I'm not that fond of Thunderbird!

What about another email ap other tham Gmail? I mainly use it as a backup
for daily Gmail email messages to my sister who also uses Gmail who
wishes me to send them to ease her mind. Sending emails with Gmail has
failed in the past - thus the backup.I used to use Eudora but it quit
working too a year or two ago. Someone elsewere suggested Opera? I'm
begining to think this may be a major problem with my XP. And I'd prefer
to continue using XP.

TIA


When you log into GMail on the web and check the settings,
is "less secure application" still enabled ? As that's
what allows Thunderbird to log in.

*******

There are a couple tools which are "software suites" with
more than one function inside.

I'm using an older version of Opera (12.16), and I wouldn't say it's
that wonderful for email. It still feels like using a web browser
to do mail. Thunderbird still "feels" like an email client (three
pane view, no monkey business). Later versions of Opera are based
on Chrome code. And Chrome stops at V49 or so on WinXP, so at some
point the "newer" Opera should be a problem too.

http://ftp.opera.com/ftp/pub/opera/win/

http://ftp.opera.com/ftp/pub/opera/win/1216/en/

I don't know why I downloaded this, but it's in my download
history. The Chrome it's based on is getting pretty close
to the end of WinXP era. So this (if the download is still
there) would be the newest Opera you could get and test on
WinXP, at a guess.

https://download3.operacdn.com/pub/o...0.65_Setup.exe

https://blogs.opera.com/desktop/2016...130-65-update/

"Chromium is updated to version 49.0.2623.110"

Seamonkey would contain some of the code that Thunderbird
uses, so should have some similarities. But it would be
in the "less secure" (Google terminology) realm and need
the setting in "GMail settings" to function. It shows 2.49
when you visit the site from WinXP at least.

http://www.seamonkey-project.org/

Google uses OAuth2 as an authentication protocol. Which
is a web protocol glued onto email clients. It was a hard
sell for the Thunderbird designers at the time, since it's
a coupling of something "somewhat incompatible" with how
email clients work.

As a result, the GMail "less secure application" setting
allows older clients without OAuth2 support, to work properly.
----------------------------------------
__WORK INSTRUCTION 1__
Rewrite the rows starting at the line that contains "Segment each <instance>" and ending after the line that contains "positive clicks: (323, 170)", replacing "rough mask" with "coarse mask" and changing nothing else.

__GIVEN RECORDS__
----------------------------------------
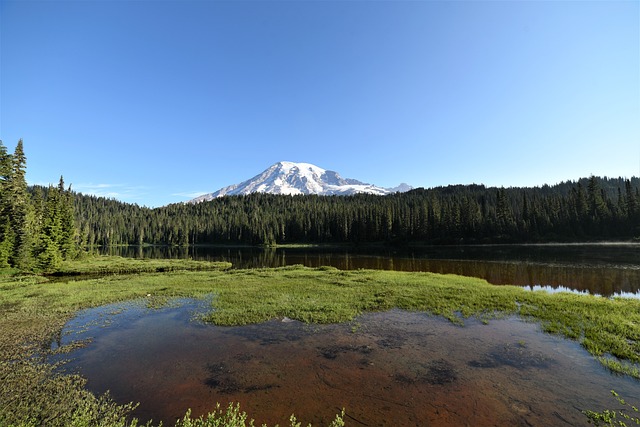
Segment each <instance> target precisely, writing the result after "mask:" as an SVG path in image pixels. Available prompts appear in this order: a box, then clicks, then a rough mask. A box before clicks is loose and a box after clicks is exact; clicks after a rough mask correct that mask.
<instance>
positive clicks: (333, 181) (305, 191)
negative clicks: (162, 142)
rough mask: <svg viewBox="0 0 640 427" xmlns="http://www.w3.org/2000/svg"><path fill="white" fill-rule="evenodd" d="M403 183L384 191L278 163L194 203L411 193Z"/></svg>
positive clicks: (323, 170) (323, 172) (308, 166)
----------------------------------------
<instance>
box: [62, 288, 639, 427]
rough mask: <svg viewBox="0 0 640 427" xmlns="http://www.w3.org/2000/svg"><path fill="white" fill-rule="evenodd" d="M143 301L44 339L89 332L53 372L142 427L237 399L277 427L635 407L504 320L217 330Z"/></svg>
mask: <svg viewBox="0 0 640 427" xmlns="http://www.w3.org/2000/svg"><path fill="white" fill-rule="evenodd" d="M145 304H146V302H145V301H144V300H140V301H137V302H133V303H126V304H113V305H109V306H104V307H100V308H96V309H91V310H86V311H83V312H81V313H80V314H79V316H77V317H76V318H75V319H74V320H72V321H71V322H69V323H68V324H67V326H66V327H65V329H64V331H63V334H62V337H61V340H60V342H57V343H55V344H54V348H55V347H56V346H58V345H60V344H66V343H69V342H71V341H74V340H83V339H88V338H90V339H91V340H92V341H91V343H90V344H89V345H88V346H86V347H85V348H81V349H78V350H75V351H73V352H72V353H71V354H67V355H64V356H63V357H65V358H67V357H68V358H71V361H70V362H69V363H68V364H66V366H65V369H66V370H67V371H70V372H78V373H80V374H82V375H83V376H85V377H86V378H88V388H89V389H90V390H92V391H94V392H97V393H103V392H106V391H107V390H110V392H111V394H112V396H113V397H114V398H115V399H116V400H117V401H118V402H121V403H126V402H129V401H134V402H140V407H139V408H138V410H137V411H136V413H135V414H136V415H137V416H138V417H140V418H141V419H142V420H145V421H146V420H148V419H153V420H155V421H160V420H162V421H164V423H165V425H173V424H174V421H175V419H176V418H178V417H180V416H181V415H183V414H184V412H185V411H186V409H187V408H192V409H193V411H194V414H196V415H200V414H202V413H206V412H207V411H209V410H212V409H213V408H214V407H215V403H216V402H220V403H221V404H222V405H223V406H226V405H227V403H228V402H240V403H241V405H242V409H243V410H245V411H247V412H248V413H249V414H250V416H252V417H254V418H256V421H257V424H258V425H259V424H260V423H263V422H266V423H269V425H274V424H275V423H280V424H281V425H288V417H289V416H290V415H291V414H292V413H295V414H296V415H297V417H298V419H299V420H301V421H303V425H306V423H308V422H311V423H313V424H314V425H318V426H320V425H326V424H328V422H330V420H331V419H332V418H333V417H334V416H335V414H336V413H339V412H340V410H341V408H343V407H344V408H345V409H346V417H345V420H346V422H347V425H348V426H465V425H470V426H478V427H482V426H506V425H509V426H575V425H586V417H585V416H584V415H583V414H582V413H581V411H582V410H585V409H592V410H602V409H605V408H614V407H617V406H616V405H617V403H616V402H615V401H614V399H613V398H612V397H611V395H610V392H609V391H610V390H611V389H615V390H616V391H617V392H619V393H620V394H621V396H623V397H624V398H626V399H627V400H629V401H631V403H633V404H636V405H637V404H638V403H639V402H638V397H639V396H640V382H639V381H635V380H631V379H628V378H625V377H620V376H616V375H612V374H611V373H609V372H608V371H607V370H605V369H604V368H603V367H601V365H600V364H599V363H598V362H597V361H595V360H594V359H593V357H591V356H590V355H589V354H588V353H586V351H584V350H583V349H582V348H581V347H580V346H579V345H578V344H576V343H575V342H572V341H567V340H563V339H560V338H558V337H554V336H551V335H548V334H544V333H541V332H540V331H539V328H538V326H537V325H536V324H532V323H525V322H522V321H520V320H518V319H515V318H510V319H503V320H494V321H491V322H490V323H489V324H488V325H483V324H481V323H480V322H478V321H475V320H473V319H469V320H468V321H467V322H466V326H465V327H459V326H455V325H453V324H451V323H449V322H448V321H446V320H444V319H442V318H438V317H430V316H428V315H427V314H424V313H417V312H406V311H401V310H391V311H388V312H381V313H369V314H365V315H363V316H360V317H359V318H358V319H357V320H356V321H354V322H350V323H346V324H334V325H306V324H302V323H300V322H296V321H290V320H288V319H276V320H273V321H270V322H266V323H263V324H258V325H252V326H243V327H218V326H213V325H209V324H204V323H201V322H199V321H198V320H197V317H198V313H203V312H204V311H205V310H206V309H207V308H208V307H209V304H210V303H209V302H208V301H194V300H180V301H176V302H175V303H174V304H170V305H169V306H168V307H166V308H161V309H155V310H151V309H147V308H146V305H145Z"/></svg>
----------------------------------------
__WORK INSTRUCTION 2__
In the email client discussion, which version of Opera does the writer say they are using?

__ANSWER SECTION 1__
Segment each <instance> target precisely, writing the result after "mask:" as an SVG path in image pixels. Available prompts appear in this order: a box, then clicks, then a coarse mask. A box before clicks is loose and a box after clicks is exact; clicks after a coarse mask correct that mask.
<instance>
positive clicks: (333, 181) (305, 191)
negative clicks: (162, 142)
coarse mask: <svg viewBox="0 0 640 427" xmlns="http://www.w3.org/2000/svg"><path fill="white" fill-rule="evenodd" d="M403 183L384 191L278 163L194 203L411 193Z"/></svg>
positive clicks: (323, 170) (323, 172) (308, 166)

__ANSWER SECTION 2__
An older version, 12.16.